Irene Bull/ Hickson

Irene Bull was one of the two receptionists at St John’s medical practice during the time of Margot’s disappearance.1 Even though Irene was out of the office that afternoon for a dentist appointment,2 it was said that DI Talbot suspected she was a liar.3 Margot’s partner, Dr. Gupta, said that she could be “cheeky” and “a handful.”4 

Strike finds a photograph of Irene in an old press report in which she is a “slight, dark girl and what he thought was probably a peroxide blonde.”5 Her hair is the same shade when Strike and Robin meet Irene for a joint interview with Irene and her best friend — also from St John’s — Janice Beattie.

“Turns out they’ve been friends since the St. John’s practice days. Irene will be delighted to host Janice and us at her house on Saturday afternoon. I think we should both go.” 7

Irene lives on Circus Street in Greenwich which, according to Strike, is a long way from Corporation Row,” where she grew up.

“Like her sitting room, Irene Hickson presented a first impression of over-embellished, over-padded opulence. Just as blonde as she’d been at twenty-five, she was now much heavier, with an enormous bosom. She’d outlined her hooded eyes in black, penciled her sparse brows into a high, Pierrot-ish arch and painted her thin lips in scarlet. In a mustard-colored twinset, black trousers, patent heels and a large quantity of gold jewelry, which included clip-on earrings so heavy that they were stretching her already long lobes, she advanced on them in a potent cloud of amber perfume and hairspray.”9 

Having a tendency to exaggerate and a desire to be the center of attention, Irene finds that Strike and Robin’s interview doesn’t quite live up to her expectations.10 Strike doesn’t suspect her in Margot’s disappearance but does suspect that she is “a liar, a gossip and a compulsive attention-seeker.”11 Irene continues to interrupt or talk over Janice throughout the meeting, and Strike thought she gave the “general impression that she feared that if she did not make a noise every few seconds, Strike might forget she was there.”12 

We also learn that Irene suffers from irritable bowel syndrome and, despite her upbeat attitude, is suffering from her condition during the interview.

### RECORDS SHOWN

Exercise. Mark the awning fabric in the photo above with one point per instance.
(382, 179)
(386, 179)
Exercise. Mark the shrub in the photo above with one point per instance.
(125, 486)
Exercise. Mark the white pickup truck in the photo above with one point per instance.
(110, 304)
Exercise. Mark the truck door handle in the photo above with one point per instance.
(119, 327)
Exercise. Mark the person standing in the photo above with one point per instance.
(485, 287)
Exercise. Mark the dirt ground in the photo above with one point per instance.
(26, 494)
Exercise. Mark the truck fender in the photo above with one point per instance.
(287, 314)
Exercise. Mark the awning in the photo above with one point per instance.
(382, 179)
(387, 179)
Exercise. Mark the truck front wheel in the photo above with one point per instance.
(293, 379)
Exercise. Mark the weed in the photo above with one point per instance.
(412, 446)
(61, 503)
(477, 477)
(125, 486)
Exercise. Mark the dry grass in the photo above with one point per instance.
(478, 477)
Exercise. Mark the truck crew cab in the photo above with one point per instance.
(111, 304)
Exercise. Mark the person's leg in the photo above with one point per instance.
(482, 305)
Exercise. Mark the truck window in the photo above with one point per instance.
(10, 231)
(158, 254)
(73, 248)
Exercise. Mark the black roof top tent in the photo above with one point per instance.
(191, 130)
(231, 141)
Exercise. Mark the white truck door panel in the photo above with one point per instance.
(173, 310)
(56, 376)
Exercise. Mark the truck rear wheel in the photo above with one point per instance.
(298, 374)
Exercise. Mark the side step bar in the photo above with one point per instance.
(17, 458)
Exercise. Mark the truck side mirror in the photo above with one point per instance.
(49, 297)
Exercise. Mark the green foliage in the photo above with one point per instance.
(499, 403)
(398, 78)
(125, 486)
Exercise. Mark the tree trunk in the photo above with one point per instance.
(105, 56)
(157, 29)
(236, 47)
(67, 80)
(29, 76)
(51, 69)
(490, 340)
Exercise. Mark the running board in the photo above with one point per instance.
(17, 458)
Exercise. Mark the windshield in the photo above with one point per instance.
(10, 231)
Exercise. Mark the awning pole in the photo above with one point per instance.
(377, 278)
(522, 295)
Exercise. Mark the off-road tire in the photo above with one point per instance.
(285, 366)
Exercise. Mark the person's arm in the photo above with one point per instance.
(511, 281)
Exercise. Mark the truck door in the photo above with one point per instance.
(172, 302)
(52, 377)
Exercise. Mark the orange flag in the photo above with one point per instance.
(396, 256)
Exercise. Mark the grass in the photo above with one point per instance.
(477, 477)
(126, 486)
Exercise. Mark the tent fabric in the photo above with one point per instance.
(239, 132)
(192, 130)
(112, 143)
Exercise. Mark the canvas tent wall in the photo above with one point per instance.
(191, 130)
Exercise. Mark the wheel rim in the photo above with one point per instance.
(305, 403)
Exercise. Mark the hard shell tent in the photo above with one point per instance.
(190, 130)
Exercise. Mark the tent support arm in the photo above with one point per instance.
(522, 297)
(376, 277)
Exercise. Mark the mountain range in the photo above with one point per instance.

...

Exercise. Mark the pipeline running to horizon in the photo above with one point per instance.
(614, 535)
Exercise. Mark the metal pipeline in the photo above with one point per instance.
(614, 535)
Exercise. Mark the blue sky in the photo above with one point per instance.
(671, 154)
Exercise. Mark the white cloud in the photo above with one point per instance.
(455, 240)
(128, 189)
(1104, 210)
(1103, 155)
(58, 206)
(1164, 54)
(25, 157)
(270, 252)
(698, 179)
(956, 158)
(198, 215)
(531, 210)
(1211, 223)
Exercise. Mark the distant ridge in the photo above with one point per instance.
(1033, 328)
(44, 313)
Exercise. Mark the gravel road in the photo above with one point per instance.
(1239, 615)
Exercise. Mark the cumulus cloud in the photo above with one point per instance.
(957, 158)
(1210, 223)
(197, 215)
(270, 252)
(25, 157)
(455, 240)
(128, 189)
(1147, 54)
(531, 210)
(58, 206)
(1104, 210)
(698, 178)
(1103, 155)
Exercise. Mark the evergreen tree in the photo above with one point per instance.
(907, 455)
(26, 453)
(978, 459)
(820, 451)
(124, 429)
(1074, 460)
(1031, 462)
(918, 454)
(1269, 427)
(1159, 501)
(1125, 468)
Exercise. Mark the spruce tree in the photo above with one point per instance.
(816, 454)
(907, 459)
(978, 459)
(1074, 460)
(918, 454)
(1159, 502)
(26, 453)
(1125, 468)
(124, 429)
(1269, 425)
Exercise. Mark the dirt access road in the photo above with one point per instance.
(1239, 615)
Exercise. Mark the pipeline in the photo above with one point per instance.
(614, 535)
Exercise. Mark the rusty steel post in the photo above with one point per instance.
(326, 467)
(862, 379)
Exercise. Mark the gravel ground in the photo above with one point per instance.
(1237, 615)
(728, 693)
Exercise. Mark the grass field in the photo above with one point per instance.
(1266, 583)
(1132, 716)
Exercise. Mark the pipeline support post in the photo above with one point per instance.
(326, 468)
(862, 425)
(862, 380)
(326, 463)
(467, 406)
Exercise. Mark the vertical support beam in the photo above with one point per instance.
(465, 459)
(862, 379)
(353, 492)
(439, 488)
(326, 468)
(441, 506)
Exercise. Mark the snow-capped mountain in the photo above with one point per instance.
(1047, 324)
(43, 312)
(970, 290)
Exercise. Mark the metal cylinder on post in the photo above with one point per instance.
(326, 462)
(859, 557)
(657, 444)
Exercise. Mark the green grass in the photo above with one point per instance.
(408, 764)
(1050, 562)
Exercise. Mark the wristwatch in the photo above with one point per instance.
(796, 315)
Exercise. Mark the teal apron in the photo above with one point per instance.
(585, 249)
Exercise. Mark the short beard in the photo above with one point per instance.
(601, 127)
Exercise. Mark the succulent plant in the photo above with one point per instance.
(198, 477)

### WORK INSTRUCTIONS
**a)** Summarize the profile of Irene Bull in two sentences.
**b)** According to the profile of Irene Bull, why was she out of the office on the afternoon Margot disappeared?
**c)** Write out the part of the profile of Irene Bull from "Strike finds a" up to and including "John’s — Janice Beattie.".
The rows are separate material and have no connection to the text.

### EXPECTED RESPONSES
**a)** Irene Bull was one of two receptionists at St John's medical practice when Margot disappeared, and DI Talbot was said to suspect her of lying. Years later, Strike and Robin interview her and her best friend Janice Beattie at Irene's house, where Strike sees her as a liar, a gossip and a compulsive attention-seeker, though he does not suspect her in Margot's disappearance.

**b)** She had a dentist appointment.

**c)**
Strike finds a photograph of Irene in an old press report in which she is a “slight, dark girl and what he thought was probably a peroxide blonde.”5 Her hair is the same shade when Strike and Robin meet Irene for a joint interview with Irene and her best friend — also from St John’s — Janice Beattie.